◆ To do
Copy everything from the line containing "Please segment every instance of the pink" down to the line containing "POLYGON ((555 516, 748", replacing "pink flower" with "yellow flower" and leaving all else unchanged.

◆ Data supplied
========================================================================

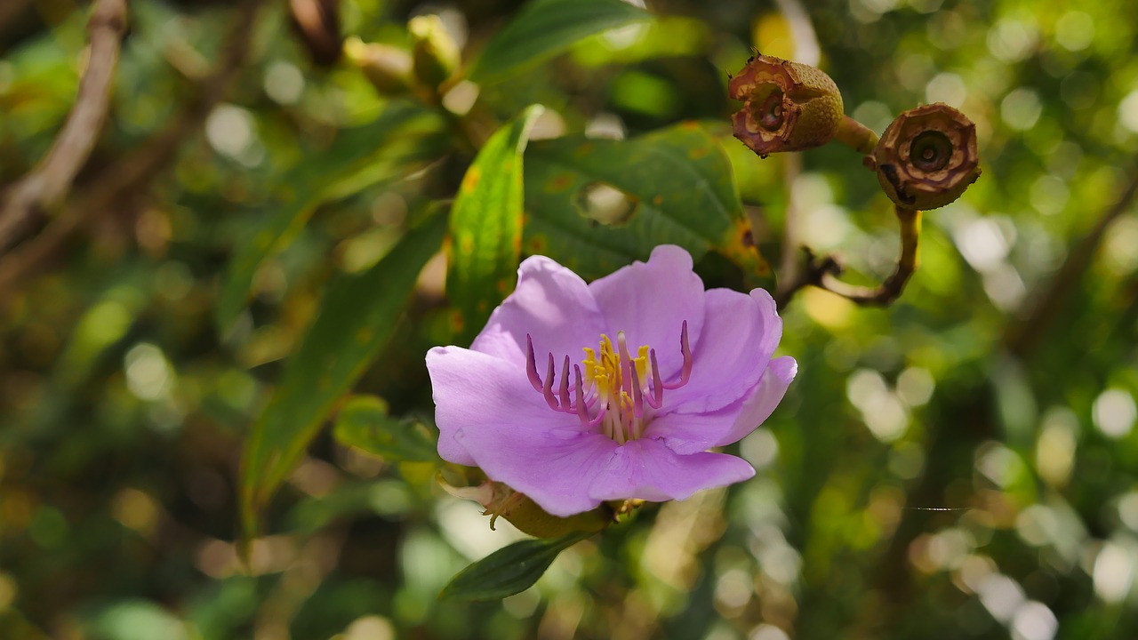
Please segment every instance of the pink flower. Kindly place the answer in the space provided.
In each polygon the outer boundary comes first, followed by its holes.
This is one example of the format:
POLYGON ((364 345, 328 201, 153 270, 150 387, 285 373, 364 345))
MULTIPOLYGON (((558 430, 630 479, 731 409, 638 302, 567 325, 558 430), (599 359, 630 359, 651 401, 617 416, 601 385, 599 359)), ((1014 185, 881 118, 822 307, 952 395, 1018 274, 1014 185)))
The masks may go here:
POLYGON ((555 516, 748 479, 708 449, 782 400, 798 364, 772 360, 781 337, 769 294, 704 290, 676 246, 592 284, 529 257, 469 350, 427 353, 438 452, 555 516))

========================================================================

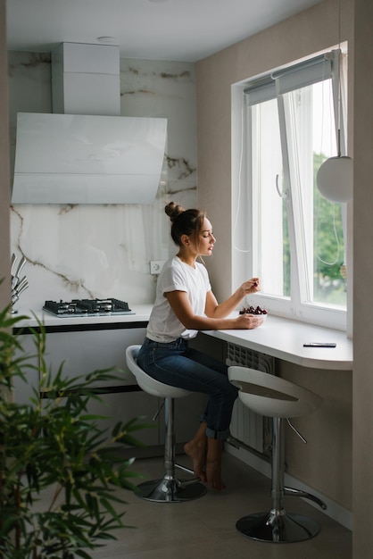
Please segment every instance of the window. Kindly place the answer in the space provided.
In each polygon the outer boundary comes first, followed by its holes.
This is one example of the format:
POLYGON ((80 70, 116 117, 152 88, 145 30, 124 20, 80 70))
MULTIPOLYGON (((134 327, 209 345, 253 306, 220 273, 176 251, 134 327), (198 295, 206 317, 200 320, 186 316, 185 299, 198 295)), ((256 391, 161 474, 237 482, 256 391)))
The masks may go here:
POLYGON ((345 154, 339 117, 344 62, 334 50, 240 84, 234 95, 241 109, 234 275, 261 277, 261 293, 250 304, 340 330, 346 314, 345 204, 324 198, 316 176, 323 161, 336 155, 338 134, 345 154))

========================================================================

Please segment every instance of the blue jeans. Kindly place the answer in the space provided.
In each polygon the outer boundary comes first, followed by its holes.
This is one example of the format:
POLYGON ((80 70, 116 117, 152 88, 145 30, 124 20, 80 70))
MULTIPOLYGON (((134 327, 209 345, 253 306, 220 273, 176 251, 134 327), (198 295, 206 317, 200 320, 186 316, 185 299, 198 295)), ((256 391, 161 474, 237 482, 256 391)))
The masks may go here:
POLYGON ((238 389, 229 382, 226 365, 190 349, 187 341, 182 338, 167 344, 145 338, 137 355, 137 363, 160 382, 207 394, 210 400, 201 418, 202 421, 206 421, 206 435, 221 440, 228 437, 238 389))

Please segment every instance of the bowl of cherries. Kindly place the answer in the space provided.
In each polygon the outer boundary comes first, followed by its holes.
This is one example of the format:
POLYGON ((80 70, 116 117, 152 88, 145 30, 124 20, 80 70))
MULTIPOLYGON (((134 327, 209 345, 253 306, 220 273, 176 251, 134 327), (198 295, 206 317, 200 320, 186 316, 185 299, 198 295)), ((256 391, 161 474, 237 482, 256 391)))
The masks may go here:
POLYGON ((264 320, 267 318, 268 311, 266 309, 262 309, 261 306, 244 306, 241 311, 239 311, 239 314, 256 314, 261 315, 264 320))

========================================================================

◆ Exercise answer
Please segment every instance of the yellow flower. Kindly place the answer in the space provided.
In each polygon the outer boundary comes first, followed by its holes.
This is one example of the format:
POLYGON ((364 345, 328 201, 153 270, 150 387, 285 373, 364 345))
MULTIPOLYGON (((558 430, 630 479, 731 409, 638 302, 567 325, 558 430), (599 359, 630 359, 651 401, 617 416, 601 385, 599 359)), ((1014 185, 881 118, 822 307, 952 395, 1018 274, 1014 185)))
The masks may go here:
POLYGON ((555 516, 748 479, 708 449, 782 400, 798 364, 772 360, 781 337, 769 294, 704 290, 676 246, 592 284, 529 257, 469 350, 427 353, 438 452, 555 516))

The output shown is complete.